— Task brief —
Copy out each of the records below word for word, and leave the pictures out of your copy.

_ _ _ _ _ _ _

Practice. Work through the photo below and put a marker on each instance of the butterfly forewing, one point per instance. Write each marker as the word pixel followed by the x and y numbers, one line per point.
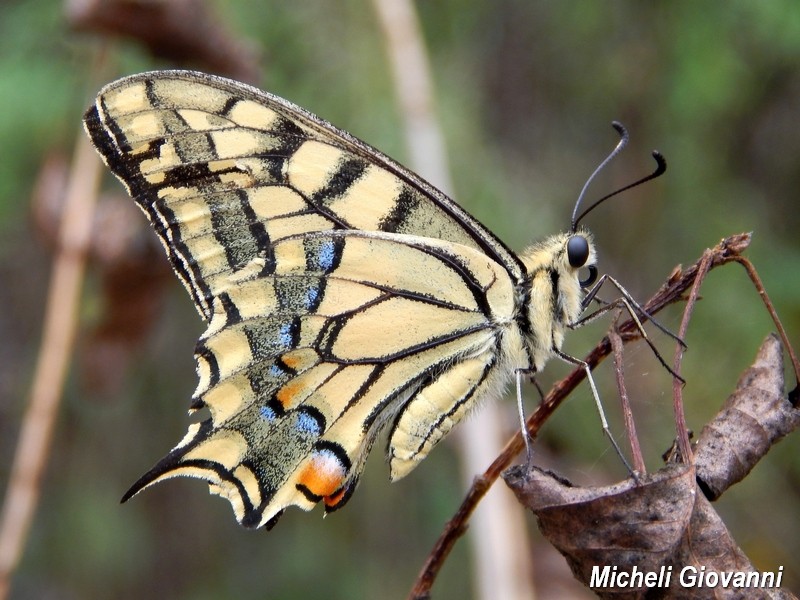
pixel 341 291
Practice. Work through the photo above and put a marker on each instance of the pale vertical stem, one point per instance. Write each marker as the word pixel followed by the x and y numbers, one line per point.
pixel 58 335
pixel 498 533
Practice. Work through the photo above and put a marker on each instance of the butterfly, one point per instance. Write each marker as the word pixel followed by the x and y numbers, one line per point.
pixel 343 295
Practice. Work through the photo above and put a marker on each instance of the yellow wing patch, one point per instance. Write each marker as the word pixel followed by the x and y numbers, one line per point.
pixel 342 293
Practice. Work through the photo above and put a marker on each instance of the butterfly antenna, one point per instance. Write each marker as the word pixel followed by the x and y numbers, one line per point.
pixel 623 141
pixel 661 166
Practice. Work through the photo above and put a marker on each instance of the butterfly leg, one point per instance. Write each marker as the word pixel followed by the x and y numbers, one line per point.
pixel 632 307
pixel 519 374
pixel 603 421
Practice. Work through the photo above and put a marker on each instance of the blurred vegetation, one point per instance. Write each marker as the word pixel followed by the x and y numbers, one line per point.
pixel 526 92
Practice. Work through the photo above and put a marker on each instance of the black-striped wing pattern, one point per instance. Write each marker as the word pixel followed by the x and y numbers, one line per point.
pixel 342 294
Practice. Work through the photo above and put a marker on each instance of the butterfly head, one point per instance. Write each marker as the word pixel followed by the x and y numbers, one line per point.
pixel 559 271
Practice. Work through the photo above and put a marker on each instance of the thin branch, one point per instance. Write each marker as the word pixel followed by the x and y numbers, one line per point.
pixel 682 432
pixel 60 326
pixel 630 426
pixel 677 283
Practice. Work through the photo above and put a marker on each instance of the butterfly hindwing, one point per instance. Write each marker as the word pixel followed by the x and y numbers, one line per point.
pixel 342 293
pixel 298 392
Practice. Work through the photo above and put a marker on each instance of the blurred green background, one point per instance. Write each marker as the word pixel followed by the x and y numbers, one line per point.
pixel 525 91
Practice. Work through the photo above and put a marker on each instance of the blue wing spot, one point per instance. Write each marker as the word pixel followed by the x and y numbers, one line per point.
pixel 310 421
pixel 326 255
pixel 268 413
pixel 285 335
pixel 312 294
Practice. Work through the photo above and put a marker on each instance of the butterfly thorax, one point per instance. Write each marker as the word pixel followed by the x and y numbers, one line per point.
pixel 551 295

_ _ _ _ _ _ _

— Task result —
Practice. Work through the photo below and put a marker on each instance of the butterfly forewing, one point per instance. Write each marker as the word pixel followed by the x and y numbers, one line per point.
pixel 341 291
Practice. Work through the photo above and put a marker on each instance of the pale vertical stem, one point per instance. Write each marker as the word pixel followed by the x and y numbers, one line per point.
pixel 58 335
pixel 498 533
Practice. Work through the photo above and put a marker on each instance of the butterfly, one point per instance. Write each marker as the word pixel followed by the x and y numbers, one line per point.
pixel 343 295
Practice. Work through the photo above and put a marker on each instance of the yellow wing patch, one point per instance. Write each marker as the word pixel followed by the x and y numbers, one line per point.
pixel 342 293
Practice. Work through the photo above and put a marker on each instance of the butterfly antenna, one point per instance. Write each marker as the word pixel followed by the x and y numbers, one line per point.
pixel 623 141
pixel 661 166
Practice. Work through the photo above and put a marker on each instance of the butterfly leg, one point per instance. Write each marker as the word pixel followed by the x and y numbers, one line per point.
pixel 632 307
pixel 519 374
pixel 603 421
Practice. Work through the photo above and put a marker on each instance of the blurred vegetation, one point per instance. Write each marker as the word pixel followed by the x and y numbers, one line per point.
pixel 526 92
Practice. Work through the photo above and put a marker on each instance of the black-striped wing pattern, one point per instance. Write each marker as the word pixel followed by the x and y numbers, one line per point.
pixel 342 294
Practice. Work through the photo above and put a marker on each instance of the butterfly head, one point per instance. Write each marker as the word pixel followed by the x and y numbers, one line per point.
pixel 559 271
Practice. Work through the photo above and put a marker on each instance of the thin branch, one point per instance. Write each marker as the word pixel followed by the x and y numbers, one line per point.
pixel 682 432
pixel 60 326
pixel 630 426
pixel 677 283
Practice. Work through the photo above and put a marker on each instance of the butterfly hindwing, one point per instance. Write each marker as the word pixel followed by the x and y numbers, one line per point.
pixel 342 293
pixel 298 392
Practice. Work through the photo above and put a marker on each instance of the blurred green background, one point per instance. Write each marker as the word pixel followed by the x and y numbers, one line per point.
pixel 525 91
Practice. Work through the photo above and put a marker on each instance of the blue wing spot, one point per instance. Write each marker as the word pixel followed by the x and y numbers, one line per point.
pixel 310 421
pixel 326 255
pixel 268 413
pixel 285 335
pixel 312 294
Practice. Work through the photo above and put a marker on each instance of the butterfly thorax, one point per instance. Write each marker as the word pixel followed by the x and y numbers, one line per point.
pixel 551 295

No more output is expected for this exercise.